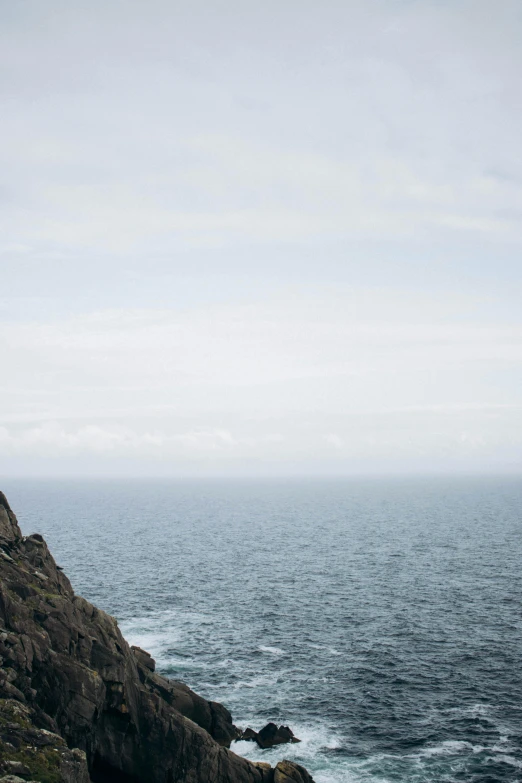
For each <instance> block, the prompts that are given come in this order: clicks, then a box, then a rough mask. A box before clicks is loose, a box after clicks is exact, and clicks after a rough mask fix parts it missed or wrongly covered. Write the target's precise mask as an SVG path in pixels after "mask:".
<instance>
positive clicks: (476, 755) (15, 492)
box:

◆ ◆ ◆

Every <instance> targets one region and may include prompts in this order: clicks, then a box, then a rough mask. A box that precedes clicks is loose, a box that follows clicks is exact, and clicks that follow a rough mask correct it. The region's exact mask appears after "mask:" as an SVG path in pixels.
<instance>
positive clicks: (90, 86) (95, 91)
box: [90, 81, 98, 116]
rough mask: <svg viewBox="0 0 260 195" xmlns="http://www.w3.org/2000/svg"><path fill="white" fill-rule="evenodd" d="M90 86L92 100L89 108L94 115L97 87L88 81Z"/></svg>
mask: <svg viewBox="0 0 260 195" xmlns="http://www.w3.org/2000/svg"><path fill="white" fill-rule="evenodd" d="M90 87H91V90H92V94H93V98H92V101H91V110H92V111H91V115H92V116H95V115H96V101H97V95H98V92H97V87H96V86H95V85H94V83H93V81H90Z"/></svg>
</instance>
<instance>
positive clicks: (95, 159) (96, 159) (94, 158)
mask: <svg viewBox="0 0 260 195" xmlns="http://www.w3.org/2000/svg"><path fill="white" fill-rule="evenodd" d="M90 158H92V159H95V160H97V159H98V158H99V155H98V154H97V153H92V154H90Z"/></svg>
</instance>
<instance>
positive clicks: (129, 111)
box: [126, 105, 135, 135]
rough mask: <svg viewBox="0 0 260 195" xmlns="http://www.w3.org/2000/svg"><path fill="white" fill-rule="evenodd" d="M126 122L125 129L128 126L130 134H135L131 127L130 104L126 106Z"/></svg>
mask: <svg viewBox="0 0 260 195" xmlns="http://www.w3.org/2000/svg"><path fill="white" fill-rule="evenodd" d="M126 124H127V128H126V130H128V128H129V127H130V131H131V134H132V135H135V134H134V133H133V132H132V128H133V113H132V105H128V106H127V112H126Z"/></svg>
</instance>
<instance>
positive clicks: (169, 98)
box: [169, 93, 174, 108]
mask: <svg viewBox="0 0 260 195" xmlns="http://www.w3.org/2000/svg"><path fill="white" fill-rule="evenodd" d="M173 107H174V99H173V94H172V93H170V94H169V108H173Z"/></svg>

◆ ◆ ◆

| Job |
List every line in the items above that contains the word "prompts", copying each one in full.

| Result of the task |
For each <instance> block, the prompts that are given come in this order: clicks, then a box, then a rough mask. A box before clicks is loose, a box after clicks is exact, and clicks after a rough mask fix parts it missed or wrongly covered. Write the target's precise mask as an SVG path in pixels after "mask:".
Every <instance> targets one region and may include prompts in this order: clicks, then a box, then a rough mask. A box that precedes clicks is loose, a box that follows clicks is exact, and clicks that follow a rough mask correct it. The region's exact mask appears after "mask:" as an SVG path in pixels.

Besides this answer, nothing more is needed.